[Start of section]

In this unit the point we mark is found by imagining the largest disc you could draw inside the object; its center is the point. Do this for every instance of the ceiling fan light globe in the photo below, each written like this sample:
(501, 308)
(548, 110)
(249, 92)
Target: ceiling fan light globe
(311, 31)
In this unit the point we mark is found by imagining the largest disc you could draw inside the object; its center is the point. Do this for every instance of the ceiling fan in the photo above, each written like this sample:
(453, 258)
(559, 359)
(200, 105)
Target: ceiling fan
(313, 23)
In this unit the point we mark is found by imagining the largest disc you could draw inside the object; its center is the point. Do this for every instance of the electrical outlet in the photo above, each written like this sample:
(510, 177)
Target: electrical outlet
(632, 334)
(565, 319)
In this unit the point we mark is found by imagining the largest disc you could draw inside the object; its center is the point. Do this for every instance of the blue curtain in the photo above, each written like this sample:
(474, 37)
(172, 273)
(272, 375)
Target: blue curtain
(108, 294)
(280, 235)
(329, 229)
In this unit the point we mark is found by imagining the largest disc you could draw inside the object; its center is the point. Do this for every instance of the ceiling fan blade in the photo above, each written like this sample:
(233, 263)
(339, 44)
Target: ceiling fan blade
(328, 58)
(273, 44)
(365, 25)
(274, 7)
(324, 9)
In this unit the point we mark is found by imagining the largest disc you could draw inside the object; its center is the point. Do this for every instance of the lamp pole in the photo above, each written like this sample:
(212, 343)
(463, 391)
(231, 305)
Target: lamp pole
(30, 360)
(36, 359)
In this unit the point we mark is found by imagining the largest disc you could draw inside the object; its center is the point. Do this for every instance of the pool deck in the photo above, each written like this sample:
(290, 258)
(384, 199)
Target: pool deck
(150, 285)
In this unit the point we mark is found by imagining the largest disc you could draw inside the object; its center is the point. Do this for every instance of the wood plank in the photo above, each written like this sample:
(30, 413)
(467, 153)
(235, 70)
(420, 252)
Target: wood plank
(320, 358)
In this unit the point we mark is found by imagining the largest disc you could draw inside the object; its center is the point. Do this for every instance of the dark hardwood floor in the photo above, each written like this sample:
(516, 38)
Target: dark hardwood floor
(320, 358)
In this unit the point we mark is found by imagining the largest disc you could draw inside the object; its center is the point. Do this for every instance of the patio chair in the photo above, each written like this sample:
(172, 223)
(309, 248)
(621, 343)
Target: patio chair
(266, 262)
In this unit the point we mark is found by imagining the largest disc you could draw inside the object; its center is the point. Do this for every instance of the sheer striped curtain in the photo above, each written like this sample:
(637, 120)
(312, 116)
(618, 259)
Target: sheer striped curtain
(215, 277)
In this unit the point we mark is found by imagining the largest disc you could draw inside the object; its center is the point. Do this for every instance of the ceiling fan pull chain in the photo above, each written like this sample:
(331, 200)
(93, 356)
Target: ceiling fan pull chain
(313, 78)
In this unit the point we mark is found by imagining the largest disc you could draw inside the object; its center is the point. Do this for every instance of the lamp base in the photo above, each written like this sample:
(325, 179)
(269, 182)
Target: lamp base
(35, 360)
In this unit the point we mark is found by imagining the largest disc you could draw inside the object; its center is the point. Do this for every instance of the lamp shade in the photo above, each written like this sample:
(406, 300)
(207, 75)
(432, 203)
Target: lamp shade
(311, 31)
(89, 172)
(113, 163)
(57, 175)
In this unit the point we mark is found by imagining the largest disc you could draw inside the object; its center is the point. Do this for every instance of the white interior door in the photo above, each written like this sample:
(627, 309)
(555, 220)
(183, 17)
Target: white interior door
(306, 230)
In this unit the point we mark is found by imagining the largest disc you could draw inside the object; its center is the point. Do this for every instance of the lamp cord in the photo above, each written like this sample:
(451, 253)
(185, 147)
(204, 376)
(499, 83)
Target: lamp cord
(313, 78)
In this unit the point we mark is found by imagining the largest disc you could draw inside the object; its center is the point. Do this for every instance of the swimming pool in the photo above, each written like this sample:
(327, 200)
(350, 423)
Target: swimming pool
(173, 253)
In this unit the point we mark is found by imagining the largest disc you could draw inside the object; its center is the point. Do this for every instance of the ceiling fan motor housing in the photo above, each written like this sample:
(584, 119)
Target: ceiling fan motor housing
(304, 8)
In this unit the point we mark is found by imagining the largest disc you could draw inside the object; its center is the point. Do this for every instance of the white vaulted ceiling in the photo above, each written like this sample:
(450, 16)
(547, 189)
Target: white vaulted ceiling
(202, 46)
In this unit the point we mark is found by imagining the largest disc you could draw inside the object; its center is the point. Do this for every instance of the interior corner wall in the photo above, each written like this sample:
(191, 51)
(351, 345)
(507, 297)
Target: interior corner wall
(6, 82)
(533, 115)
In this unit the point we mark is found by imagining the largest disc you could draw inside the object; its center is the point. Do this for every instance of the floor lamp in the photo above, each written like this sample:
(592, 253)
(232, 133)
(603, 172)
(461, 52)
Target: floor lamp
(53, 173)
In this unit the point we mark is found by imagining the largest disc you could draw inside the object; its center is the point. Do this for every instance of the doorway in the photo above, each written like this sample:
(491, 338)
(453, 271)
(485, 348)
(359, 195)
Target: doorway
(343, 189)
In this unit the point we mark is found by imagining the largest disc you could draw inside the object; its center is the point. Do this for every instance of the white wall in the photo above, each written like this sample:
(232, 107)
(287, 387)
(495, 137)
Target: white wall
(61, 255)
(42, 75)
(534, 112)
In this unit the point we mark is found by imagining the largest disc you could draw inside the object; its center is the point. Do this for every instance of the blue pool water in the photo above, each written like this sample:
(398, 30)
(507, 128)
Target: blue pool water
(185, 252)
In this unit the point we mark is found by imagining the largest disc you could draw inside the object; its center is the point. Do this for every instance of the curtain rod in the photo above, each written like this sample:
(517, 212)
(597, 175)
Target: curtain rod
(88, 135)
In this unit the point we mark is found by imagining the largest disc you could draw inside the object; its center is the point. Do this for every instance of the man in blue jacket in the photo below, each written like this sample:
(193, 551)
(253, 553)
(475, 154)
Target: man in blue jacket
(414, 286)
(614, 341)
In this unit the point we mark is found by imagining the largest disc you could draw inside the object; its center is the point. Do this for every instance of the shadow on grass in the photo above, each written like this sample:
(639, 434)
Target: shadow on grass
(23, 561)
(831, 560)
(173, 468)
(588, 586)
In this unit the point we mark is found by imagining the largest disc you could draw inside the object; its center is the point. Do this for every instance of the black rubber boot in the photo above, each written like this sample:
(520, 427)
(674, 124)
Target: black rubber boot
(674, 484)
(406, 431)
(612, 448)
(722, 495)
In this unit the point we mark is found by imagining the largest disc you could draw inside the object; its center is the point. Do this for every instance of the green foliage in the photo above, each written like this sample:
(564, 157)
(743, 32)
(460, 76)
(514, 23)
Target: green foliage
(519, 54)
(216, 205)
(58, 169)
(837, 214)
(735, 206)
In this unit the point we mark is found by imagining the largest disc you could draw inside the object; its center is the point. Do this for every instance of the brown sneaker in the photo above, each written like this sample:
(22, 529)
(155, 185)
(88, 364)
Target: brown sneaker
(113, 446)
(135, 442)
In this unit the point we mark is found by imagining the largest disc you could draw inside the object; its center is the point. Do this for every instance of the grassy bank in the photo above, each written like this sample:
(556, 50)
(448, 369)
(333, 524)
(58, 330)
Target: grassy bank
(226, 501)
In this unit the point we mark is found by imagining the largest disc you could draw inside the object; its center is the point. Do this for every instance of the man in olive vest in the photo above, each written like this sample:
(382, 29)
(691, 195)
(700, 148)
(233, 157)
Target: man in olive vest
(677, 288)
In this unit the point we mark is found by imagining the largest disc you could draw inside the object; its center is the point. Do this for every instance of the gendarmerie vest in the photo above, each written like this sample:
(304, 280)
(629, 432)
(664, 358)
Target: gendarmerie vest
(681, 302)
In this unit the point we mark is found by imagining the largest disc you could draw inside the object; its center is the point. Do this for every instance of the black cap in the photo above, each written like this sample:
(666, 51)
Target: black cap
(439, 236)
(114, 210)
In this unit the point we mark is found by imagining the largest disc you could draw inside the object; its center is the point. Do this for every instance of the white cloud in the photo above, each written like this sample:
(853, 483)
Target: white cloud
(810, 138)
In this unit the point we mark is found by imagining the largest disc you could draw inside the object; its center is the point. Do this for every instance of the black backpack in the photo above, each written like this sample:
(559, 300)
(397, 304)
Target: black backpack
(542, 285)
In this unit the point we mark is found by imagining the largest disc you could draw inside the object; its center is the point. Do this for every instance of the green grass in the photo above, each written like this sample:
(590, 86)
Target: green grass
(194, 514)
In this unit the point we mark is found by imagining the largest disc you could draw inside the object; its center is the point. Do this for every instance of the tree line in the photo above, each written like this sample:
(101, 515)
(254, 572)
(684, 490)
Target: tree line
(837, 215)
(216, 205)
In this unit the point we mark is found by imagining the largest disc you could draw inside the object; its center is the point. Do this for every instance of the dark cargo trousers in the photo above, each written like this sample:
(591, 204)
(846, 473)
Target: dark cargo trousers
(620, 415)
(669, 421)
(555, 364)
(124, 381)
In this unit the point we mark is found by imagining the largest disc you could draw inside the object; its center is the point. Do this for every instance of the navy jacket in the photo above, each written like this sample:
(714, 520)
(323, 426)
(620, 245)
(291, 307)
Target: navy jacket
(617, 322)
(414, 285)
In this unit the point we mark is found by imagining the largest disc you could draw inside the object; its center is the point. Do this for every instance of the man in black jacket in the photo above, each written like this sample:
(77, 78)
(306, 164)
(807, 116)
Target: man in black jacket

[End of section]

* [What the exercise asks]:
All lines from the one containing "Target: dark cargo trousers" to the last line above should be reproduced exactly, and no other lines should be given.

* [Output for this task]:
Target: dark cargo trousers
(620, 415)
(669, 421)
(555, 364)
(124, 381)
In this unit the point we mark is found by imagining the largest disc you could draw inside the object; its center is the point. Do this for every instance of the navy jacket in the photo above, each written like this sample:
(714, 520)
(323, 426)
(620, 245)
(291, 307)
Target: navy jacket
(617, 322)
(414, 285)
In this unit the point we mark is found by imagining the largest disc you could draw inside the object; its center is the point. Do this for every instance of the man in black jacket in the photo above, each written like this sample:
(77, 78)
(306, 164)
(807, 116)
Target: man in black jacket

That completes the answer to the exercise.